Text Start Marker

By Peter Sobczynski
Of all the films this year that have been forced by circumstances to make their debuts via home video and streaming services, I can’t think of one that I would’ve rather seen in a theater than “Valley of the Gods.” This is partly because it is indeed a large-scale drama with a grand visual sweep that presumably needs a big screen to be properly appreciated. However, the real reason I wish that I could have seen it in a theater is to be able to see the faces of the other audience members once the end credits started rolling. My guess is that their facial expressions would greatly resemble those of the first night crowd for “Springtime for Hitler” at the end of the opening number. This is a movie so strange, bizarre and so unclassifiable that as soon as I was done watching it, I contacted my editor to see if deploying the phrase “batshit crazy” would be acceptable. It was approved but I have decided not to employ it on the basis that even that description undersells the experience.
As the film opens, a man (Josh Hartnett) arrives at the Valley of the Gods, an area of southeastern Utah near Monument Valley where the spirits of Navajo Indian deities are said to reside within the enormous stones on display. The man pulls a desk out of the back of his car and begins writing, in longhand, of course. In due time, we learn that he is John Ecas, an advertising copywriter whose life has collapsed since his wife (Jaime Ray Newman) left him, evidently for her hang gliding instructor. His therapist (John Rhys-Davies) suggests that the best way for John to cut through all the absurdity that he sees in the world is to beat it at its own game by doing things that are even crazier—climbing up a mountain face while dragging all of his pots and pans with him or walking the streets both backwards and blindfolded. Having accomplished those feats, John has now decided to write the novel that he has always dreamed of penning and while I cannot be 100% sure, it is implied that most of the rest of the film is a visualization of what he is creating.

Text End Marker
Records Start Marker

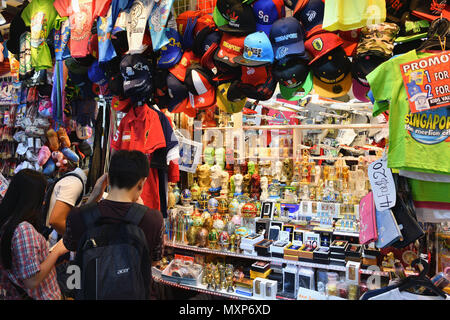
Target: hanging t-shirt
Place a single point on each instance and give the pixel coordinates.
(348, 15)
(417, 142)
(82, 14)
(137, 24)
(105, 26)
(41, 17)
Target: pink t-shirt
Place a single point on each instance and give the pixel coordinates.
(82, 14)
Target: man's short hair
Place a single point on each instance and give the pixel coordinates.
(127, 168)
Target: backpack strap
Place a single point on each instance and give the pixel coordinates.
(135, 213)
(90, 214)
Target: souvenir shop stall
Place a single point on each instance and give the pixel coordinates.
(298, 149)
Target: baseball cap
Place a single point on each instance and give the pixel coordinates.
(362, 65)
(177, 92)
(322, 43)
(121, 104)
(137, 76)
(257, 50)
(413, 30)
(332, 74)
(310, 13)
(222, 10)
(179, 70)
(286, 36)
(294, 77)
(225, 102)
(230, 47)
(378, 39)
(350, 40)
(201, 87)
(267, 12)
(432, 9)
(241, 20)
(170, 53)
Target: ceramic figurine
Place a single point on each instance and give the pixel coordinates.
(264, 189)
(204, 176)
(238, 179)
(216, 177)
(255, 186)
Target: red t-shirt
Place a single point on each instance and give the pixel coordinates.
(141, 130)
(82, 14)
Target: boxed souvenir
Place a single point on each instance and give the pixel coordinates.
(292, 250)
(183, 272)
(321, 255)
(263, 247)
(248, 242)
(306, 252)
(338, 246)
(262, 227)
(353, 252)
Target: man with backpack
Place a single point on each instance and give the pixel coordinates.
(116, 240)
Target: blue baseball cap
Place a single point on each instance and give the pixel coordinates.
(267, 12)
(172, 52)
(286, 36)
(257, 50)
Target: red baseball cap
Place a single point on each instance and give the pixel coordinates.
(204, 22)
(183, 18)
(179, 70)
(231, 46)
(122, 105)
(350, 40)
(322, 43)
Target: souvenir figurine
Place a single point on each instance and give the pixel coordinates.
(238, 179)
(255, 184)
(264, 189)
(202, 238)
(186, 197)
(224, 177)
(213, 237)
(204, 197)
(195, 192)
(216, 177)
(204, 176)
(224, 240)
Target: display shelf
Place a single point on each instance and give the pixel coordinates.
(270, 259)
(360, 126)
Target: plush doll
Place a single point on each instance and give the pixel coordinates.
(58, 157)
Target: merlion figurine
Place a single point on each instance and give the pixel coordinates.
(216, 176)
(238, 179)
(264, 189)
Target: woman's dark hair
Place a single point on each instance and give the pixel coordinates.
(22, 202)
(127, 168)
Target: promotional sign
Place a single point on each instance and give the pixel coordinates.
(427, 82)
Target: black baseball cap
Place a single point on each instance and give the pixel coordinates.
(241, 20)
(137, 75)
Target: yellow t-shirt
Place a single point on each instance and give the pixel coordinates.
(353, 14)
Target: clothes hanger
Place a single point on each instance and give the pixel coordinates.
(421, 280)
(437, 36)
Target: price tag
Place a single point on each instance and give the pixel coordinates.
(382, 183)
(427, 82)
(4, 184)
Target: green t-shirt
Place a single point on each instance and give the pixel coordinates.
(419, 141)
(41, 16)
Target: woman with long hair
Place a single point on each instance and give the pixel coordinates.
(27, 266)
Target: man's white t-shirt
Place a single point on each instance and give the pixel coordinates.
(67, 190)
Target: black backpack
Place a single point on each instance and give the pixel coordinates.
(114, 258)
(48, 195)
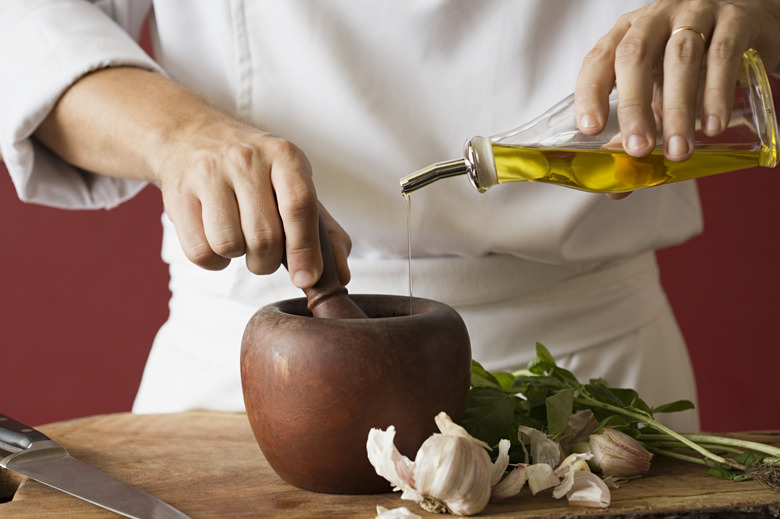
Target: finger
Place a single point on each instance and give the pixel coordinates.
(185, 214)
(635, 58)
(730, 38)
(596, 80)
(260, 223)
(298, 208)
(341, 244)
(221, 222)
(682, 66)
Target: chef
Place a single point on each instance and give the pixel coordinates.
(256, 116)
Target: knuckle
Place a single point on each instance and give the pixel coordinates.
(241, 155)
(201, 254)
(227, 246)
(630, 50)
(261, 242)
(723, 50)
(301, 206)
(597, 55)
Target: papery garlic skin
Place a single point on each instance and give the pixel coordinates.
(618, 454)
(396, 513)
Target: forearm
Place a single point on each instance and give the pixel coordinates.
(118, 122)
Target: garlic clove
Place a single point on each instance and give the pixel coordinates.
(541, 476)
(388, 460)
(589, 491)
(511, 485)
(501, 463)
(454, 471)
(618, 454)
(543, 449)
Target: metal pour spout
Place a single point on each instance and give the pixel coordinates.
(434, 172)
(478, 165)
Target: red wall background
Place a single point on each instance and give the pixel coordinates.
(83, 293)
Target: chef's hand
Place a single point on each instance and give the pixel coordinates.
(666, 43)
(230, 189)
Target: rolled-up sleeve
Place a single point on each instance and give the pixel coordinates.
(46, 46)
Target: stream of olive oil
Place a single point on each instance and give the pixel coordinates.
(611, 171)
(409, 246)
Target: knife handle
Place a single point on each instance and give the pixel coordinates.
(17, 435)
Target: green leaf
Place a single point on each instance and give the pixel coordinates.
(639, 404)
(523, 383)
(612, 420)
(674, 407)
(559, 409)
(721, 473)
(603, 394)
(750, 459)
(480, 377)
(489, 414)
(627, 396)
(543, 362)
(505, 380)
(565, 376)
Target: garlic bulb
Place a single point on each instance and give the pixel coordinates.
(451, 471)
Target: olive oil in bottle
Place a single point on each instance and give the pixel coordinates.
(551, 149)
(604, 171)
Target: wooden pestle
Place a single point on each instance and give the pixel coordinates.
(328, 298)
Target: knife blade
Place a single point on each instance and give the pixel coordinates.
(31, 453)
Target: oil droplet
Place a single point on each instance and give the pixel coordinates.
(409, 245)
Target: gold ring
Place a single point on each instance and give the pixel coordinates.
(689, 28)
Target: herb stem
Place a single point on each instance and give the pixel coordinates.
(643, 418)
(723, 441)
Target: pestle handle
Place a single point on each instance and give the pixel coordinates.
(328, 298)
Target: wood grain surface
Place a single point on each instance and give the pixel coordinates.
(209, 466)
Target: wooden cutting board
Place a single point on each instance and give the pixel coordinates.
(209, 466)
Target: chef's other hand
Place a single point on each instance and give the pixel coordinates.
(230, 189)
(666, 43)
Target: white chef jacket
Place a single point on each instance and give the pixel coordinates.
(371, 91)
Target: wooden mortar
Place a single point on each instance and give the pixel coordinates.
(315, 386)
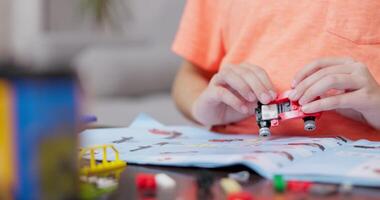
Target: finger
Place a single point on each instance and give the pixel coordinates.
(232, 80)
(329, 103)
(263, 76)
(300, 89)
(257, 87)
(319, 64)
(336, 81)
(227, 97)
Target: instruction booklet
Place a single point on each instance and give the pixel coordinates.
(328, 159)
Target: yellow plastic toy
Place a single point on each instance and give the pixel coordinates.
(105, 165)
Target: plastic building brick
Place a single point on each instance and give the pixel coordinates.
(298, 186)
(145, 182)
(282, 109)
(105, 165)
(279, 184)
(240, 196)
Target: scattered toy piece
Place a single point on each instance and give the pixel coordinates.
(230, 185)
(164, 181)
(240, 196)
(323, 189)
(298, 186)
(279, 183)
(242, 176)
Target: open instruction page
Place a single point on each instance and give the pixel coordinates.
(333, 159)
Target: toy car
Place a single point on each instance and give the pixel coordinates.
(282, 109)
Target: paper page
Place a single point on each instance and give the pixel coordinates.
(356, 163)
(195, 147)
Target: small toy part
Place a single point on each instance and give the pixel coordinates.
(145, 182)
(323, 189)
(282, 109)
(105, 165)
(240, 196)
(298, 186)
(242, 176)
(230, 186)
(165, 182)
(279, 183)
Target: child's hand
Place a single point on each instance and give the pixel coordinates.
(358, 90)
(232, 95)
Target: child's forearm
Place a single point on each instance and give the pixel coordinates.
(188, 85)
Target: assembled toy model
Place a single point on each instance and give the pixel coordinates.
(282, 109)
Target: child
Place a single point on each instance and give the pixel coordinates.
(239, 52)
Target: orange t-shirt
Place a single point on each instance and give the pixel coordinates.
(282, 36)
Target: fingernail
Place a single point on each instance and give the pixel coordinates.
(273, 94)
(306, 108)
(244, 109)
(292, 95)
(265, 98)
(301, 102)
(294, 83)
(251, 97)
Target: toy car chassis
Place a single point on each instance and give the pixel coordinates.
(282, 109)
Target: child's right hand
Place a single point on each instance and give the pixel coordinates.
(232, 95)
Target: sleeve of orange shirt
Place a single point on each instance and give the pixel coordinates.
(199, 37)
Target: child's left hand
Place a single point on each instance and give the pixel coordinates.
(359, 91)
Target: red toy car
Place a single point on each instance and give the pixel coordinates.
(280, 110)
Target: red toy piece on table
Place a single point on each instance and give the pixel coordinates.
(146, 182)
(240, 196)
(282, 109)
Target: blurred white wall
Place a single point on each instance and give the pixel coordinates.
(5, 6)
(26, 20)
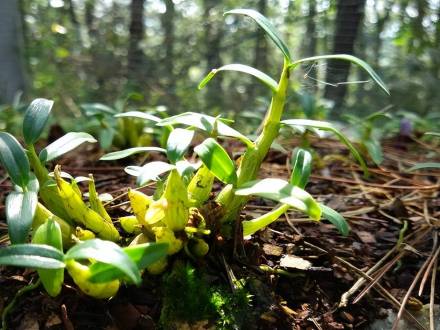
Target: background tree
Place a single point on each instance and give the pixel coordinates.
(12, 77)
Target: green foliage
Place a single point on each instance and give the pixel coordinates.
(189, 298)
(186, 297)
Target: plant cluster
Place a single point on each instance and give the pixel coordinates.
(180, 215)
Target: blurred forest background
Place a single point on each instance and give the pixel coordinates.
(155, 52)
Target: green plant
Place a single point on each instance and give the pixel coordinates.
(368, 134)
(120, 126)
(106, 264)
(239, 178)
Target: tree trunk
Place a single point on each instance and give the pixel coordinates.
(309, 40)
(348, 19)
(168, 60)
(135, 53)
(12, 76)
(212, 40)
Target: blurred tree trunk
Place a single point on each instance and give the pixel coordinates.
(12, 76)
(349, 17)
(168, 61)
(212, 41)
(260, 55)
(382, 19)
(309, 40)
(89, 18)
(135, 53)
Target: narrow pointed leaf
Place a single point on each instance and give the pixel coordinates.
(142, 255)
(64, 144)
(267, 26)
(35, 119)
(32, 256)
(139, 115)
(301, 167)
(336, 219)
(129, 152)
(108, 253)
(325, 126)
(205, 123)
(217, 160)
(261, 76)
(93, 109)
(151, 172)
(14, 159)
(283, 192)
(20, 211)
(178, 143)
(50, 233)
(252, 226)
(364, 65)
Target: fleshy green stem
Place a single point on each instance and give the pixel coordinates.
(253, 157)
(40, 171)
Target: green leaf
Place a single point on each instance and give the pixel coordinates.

Records End Marker

| Exercise prompt |
Continue the review of "Valley of the Gods" from where it stops.

| Written answer |
This eventually introduces us to Wes Tauros, the richest man in the world, and rumored to have gone mute following a personal tragedy. He is played by John Malkovich, who is not exactly the first person one might think of to play a mute. Anyway, he’s in the midst of closing a deal to acquire the mineral rights to the Valley of the Gods in order to mine for uranium, a move that divides the Navajos still living there between those who want the money that they will receive as part of the deal and those upset that the development of the land will desecrate what they consider to be holy ground. Eventually, John turns up at Tauros’ super-lavish estate in order to write the man’s biography but discovers things that are peculiar, even by the standards of a character played by John Malkovich.
By most critical standards, “Valley of the Gods” is a film that starts off as being fairly berserk and quickly becomes frothing mad. It feels as though writer/director Lech Majewski had a marathon of the films of Terrence Malick and the recent works of Wim Wenders and decided to try to make something that would combine the two, minus the lucid plotting. The narrative, which unfolds via a prologue and ten separate chapter headings, is, to put it charitably, a mess. The various plot threads involving the rich man, the tormented writer, and the Navajos are largely inscrutable and they do not so much weave together towards the end as much as they clumsily crash into each other. Too often, Majewski abandons them entirely to go off onto strange tangents that range from Tauros catapulting a luxury car over a cliff vis some dubious effects work, to the scenes in which Keir Dullea turns up as the rich man’s spectral butler. (This may indeed be the most bewildering film that Dullea has ever appeared in and you know what his most famous credit is.) Then there is Bérénice Marlohe, who turns up in the world’s stretchiest limousine but otherwise does nothing but get a makeover and appear in what is only the film’s third most ridiculous sex scene. (The winner, FYI, is the bewildering sequence where one of the Navajos climbs up a giant rock formation and, uh, has sex with it.)
So yeah, the movie doesn’t “work,” as they say. And yet, even though it pretty much goes off the rails right from the start, never to return, I never quite minded. The film may be nuts but it certainly isn’t boring and there is never a moment where you feel the plot gears grinding away—this is definitely a movie that moves to the beat of a different drummer, even when it seems as if the drummer in question is Keith Moon. Additionally, it has a formal beauty to it that can’t be denied and which is frequently ravishing to behold—there are times when you just want to sit back and let the whole thing just wash one you. I also admired the willingness of actors like Hartnett and Malkovich to go way out on an artistic limb by taking part in it.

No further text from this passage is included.